--- Begin ---

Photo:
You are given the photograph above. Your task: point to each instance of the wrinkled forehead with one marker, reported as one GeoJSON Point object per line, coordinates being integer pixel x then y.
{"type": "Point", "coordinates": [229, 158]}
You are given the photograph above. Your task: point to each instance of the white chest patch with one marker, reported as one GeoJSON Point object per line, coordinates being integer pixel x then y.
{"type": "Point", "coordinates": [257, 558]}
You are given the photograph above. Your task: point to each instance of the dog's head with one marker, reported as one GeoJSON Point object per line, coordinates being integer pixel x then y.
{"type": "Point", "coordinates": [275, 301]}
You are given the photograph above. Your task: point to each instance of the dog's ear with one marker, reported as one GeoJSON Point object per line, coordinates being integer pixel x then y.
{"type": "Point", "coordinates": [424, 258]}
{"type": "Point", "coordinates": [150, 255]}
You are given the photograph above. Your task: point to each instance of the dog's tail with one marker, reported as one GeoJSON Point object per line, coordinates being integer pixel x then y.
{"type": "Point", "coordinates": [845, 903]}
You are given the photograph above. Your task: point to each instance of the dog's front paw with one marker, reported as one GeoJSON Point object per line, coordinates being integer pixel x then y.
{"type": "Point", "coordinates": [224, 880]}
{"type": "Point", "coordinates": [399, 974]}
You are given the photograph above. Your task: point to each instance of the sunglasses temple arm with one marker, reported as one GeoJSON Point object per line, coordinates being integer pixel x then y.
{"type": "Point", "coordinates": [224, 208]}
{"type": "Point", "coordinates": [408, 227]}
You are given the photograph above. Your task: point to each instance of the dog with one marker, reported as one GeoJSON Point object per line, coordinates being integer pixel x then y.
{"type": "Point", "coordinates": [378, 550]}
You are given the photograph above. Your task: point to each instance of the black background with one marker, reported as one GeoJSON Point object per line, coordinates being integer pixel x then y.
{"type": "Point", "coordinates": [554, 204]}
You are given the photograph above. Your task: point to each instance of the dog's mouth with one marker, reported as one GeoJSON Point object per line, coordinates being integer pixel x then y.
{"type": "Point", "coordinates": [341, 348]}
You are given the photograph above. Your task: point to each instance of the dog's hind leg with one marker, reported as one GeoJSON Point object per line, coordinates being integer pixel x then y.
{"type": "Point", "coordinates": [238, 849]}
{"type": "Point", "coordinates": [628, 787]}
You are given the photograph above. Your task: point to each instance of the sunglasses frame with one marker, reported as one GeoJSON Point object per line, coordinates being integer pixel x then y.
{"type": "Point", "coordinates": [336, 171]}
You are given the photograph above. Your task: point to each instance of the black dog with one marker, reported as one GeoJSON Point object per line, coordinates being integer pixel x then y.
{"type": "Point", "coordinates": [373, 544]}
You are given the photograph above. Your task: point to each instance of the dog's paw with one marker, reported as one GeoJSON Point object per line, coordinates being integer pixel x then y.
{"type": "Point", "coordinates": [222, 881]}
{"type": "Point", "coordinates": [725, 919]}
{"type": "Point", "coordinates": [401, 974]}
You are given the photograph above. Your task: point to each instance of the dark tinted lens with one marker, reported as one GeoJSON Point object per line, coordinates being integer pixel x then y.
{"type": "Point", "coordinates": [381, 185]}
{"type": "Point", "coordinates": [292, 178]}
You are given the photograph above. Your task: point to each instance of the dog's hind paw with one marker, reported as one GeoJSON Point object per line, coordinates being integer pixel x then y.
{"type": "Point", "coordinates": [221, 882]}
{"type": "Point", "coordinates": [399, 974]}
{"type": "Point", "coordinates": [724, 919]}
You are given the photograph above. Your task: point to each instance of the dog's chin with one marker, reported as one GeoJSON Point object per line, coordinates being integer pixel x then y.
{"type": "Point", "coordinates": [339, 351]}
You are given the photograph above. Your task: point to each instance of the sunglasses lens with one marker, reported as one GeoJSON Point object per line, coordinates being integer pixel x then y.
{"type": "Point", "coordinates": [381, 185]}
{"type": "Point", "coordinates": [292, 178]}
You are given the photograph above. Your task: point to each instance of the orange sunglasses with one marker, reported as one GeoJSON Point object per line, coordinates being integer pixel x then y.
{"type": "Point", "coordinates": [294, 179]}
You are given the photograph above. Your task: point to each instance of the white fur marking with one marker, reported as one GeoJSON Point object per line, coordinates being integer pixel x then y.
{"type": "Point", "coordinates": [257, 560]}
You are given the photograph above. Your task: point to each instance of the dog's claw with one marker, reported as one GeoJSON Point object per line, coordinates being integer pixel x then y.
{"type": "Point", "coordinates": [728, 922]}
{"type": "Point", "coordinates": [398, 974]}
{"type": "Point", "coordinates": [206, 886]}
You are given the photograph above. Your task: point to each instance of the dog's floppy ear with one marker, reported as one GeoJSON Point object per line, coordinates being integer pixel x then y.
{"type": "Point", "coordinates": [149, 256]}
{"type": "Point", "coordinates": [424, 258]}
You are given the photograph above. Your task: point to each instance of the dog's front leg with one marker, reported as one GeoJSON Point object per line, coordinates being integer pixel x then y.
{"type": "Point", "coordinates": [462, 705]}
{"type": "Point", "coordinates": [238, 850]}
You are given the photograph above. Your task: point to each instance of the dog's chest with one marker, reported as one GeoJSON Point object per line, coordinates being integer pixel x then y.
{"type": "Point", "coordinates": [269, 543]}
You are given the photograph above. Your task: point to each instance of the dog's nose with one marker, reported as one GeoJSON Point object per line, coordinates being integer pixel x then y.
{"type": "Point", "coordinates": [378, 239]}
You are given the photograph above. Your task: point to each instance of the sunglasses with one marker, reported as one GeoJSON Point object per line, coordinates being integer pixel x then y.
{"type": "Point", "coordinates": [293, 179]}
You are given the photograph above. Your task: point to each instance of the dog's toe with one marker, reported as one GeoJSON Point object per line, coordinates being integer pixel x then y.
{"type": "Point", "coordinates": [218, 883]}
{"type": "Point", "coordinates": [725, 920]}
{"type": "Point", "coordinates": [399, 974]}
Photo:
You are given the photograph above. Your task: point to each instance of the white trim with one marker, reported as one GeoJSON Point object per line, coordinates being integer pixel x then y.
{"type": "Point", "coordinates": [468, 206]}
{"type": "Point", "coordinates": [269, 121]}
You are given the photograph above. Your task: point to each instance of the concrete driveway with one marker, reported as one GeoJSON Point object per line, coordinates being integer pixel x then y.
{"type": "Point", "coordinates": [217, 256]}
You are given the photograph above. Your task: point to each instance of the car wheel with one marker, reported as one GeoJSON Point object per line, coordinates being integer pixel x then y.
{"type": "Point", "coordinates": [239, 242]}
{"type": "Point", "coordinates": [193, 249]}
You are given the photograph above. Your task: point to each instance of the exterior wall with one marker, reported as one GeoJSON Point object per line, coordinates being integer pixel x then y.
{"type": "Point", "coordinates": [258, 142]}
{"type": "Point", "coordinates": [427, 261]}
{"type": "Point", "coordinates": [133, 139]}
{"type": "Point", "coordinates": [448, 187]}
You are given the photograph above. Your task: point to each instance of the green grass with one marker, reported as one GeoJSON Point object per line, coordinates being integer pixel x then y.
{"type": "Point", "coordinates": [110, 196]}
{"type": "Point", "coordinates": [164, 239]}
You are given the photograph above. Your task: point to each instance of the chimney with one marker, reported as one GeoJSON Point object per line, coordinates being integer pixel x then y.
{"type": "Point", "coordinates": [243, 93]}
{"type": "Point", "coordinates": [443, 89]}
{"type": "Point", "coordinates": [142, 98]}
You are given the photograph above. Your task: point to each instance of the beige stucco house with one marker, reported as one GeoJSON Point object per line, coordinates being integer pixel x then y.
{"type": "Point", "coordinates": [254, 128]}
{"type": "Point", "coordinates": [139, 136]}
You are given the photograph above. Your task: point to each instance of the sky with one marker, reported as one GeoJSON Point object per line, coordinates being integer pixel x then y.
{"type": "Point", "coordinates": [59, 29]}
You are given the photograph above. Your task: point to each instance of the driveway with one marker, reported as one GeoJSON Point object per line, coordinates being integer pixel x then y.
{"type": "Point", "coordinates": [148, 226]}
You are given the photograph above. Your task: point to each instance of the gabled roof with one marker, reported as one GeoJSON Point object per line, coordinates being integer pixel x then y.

--- End ---

[WHAT YOU ARE ASKED TO DO] Copy, character for character, the lines from the one containing "of the chimney" through the last line of the items above.

[TASK RESPONSE]
You are given the photograph above. Your task: point to each instance of the chimney with one marker, reported as one GeoJSON Point object per line, coordinates being integer pixel x then y.
{"type": "Point", "coordinates": [243, 93]}
{"type": "Point", "coordinates": [443, 89]}
{"type": "Point", "coordinates": [142, 98]}
You are given the photograph above. Your task: point to each instance of the beige stucco house with one marker, reported as one GeoJSON Point object per line, coordinates being integer pixel x then y.
{"type": "Point", "coordinates": [254, 128]}
{"type": "Point", "coordinates": [139, 136]}
You are given the photograph above. Your task: point to each instance of the sky with one marker, reported as one GeoJSON Point object per line, coordinates being integer pixel x then y.
{"type": "Point", "coordinates": [59, 29]}
You are given the photograph above. Your task: point to each instance of the driveway with one marker, reported as one GeoJSON Point object per line, coordinates being integer pixel x then y.
{"type": "Point", "coordinates": [148, 226]}
You are given the photograph above. Your task: point to each instance of the gabled roof with one marker, reported as one GeoJSON Point object per line, coordinates being integer pixel x then y.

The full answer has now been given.